## PROBLEM DETAILS
Quote precisely the final stretch of the listing: start at the line containing "[point] every instance of the processional" and stop after the last line.

[Coordinate annotation entries]

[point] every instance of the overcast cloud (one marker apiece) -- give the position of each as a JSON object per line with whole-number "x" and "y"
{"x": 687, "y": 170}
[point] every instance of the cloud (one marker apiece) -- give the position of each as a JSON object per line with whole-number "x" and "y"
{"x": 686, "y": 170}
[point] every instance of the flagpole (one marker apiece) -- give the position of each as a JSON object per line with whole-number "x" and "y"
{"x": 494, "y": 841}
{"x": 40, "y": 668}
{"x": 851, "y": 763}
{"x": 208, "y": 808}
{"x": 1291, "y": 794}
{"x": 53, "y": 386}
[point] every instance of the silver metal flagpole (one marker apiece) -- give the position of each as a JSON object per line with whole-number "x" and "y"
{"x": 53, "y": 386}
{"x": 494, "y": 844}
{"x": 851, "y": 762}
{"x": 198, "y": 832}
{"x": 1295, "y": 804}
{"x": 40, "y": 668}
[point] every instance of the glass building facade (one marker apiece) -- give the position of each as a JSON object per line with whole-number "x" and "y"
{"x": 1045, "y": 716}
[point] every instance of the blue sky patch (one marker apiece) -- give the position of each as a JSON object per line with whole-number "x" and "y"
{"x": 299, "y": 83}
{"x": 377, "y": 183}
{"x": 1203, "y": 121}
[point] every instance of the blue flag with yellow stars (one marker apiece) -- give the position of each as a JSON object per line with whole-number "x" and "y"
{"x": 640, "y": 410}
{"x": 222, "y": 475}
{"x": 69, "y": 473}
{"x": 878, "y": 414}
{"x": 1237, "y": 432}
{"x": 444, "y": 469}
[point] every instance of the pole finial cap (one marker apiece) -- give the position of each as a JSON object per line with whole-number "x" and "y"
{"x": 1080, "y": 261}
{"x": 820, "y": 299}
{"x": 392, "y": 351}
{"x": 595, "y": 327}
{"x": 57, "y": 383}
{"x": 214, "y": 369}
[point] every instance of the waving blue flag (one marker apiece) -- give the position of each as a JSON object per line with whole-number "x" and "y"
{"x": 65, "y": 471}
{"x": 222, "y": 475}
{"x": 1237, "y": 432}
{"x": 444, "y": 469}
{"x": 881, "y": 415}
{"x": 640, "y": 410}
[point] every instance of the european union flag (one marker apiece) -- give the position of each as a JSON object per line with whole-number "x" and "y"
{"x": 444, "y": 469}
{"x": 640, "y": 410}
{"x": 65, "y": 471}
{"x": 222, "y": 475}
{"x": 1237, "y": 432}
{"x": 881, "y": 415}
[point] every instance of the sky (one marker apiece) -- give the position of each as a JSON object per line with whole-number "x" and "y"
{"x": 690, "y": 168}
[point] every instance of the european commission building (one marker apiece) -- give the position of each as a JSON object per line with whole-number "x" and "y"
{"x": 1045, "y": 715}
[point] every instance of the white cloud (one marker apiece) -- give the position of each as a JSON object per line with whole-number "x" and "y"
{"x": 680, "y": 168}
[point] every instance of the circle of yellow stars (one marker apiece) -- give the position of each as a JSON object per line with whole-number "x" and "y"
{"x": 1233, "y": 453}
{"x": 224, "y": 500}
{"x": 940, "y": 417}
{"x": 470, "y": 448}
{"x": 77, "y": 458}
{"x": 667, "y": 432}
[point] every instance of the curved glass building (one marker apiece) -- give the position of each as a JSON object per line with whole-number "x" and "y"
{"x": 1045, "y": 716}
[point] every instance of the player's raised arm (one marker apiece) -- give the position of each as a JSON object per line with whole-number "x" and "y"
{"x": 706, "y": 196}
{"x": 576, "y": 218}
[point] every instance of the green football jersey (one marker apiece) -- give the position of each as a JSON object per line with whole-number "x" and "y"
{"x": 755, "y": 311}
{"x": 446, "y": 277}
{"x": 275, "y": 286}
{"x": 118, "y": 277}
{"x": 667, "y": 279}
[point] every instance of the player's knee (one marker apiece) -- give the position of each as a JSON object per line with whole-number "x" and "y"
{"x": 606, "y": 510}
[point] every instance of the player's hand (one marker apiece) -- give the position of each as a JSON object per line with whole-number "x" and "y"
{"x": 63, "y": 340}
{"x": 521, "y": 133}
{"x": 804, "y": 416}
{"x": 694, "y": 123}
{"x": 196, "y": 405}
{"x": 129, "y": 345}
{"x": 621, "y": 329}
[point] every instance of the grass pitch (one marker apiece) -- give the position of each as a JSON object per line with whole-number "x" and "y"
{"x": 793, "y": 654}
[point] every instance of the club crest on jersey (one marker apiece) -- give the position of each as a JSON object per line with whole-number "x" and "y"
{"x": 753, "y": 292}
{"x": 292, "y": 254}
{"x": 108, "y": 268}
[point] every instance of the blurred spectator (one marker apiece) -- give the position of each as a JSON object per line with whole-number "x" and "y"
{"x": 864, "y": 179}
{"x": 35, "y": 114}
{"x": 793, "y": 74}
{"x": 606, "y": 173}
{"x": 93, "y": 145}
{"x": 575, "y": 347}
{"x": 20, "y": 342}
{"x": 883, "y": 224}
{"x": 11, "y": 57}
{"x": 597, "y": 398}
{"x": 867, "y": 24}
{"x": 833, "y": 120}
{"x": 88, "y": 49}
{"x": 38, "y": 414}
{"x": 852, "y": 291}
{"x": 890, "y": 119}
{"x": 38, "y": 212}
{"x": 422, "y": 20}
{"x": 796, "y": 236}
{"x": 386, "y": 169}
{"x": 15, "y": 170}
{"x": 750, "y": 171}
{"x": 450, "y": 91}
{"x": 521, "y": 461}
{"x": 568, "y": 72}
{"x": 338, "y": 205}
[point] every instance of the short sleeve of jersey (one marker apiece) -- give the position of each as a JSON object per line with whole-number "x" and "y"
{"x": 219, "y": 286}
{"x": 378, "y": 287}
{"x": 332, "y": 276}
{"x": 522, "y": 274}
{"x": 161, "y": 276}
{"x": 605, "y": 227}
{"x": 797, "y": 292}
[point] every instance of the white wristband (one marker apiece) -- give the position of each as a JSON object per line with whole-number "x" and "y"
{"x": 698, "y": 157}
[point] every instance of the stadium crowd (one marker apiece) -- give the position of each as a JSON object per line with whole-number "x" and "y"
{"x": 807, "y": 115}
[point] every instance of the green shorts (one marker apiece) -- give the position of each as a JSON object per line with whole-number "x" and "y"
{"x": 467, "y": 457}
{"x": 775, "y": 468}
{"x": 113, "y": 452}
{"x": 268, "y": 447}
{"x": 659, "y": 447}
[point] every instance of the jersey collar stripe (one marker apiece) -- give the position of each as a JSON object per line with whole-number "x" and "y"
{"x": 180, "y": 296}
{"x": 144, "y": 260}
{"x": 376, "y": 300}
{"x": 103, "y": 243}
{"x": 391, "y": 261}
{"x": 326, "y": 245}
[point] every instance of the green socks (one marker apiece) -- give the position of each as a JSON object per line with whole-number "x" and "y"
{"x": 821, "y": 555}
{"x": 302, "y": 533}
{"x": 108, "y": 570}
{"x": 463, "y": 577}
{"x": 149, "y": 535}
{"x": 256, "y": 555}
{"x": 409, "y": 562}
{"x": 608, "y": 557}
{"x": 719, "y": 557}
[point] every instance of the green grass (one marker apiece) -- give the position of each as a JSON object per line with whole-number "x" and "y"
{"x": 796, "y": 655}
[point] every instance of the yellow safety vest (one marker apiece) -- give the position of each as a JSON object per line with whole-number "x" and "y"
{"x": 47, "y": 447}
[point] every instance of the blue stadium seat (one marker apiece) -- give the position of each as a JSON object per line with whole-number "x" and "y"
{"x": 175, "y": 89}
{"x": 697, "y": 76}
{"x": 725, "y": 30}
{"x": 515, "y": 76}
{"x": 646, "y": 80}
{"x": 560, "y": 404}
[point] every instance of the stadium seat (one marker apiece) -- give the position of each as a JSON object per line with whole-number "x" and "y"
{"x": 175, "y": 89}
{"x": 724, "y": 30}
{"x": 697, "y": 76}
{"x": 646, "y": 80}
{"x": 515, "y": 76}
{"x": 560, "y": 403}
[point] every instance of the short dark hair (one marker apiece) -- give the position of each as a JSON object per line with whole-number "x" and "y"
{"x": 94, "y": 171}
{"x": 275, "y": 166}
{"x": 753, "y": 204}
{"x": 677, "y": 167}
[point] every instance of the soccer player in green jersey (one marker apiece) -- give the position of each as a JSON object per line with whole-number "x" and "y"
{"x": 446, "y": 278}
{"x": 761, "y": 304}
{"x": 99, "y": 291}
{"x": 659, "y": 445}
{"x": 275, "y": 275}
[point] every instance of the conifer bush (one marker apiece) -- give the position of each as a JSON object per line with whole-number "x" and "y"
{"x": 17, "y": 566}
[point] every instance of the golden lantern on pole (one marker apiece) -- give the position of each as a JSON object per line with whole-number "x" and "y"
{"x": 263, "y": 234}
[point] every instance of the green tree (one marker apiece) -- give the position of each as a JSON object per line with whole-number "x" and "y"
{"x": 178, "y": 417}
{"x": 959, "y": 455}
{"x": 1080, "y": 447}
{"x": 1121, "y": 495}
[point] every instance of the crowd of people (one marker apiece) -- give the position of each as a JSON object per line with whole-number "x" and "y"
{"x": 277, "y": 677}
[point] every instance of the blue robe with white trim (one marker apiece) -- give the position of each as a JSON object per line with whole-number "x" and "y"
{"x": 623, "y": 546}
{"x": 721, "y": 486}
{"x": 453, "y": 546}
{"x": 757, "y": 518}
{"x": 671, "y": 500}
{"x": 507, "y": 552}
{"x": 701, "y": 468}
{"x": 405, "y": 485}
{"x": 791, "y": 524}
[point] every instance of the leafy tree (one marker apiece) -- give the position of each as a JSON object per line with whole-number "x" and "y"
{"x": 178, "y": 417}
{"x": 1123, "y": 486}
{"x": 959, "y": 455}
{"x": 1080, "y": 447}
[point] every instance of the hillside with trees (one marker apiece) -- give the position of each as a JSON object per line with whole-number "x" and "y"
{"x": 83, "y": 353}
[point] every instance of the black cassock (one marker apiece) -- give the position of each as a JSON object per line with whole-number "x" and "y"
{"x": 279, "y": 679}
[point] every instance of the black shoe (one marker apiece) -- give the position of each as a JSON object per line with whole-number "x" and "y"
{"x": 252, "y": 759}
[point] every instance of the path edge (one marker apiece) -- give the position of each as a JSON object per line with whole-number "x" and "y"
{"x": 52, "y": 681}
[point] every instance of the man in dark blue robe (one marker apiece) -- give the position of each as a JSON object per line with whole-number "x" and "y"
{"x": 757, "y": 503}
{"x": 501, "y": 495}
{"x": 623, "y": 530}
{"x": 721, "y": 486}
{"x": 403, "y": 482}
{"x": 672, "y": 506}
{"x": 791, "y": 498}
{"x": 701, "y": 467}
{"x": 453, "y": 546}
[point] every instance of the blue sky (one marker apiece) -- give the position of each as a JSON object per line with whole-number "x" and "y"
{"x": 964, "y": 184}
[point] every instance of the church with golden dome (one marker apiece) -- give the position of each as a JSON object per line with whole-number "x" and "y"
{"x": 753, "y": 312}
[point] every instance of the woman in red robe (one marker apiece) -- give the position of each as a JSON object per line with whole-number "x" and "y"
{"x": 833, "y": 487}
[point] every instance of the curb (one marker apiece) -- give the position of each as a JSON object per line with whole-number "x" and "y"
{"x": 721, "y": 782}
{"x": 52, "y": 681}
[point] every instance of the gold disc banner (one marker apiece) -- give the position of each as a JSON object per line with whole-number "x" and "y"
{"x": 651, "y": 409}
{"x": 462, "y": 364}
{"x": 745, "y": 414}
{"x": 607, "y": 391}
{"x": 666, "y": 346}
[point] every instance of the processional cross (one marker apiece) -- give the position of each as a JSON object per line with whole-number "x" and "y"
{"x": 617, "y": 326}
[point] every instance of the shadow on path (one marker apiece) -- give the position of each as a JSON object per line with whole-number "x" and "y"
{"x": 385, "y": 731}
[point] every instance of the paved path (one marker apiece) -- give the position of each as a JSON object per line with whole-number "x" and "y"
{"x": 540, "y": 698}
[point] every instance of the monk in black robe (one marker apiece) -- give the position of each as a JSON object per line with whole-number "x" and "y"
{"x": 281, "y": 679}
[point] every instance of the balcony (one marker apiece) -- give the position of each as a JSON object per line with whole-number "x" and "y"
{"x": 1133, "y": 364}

## RESULT OF THIS TASK
[point] every instance of the processional cross (one marker apiece) -- give the position of each as a JSON object per line with whole-number "x" and "y"
{"x": 617, "y": 326}
[point] every instance of the shadow on path (one marker apiece) -- give the position of each as a JSON object per line with whole-number "x" and "y"
{"x": 385, "y": 731}
[point] every instance of the paved path (one marker apiece) -- give the position of each as a JSON object per line with whole-number "x" and "y"
{"x": 540, "y": 698}
[point] every instance of the monk in black robe (one marker apiece) -- give the position of each as a JSON object per line with whole-number "x" and "y"
{"x": 281, "y": 679}
[point] every instance of the balcony (one marker apiece) -- give the position of each as a JSON object per line with whole-number "x" and "y"
{"x": 1133, "y": 364}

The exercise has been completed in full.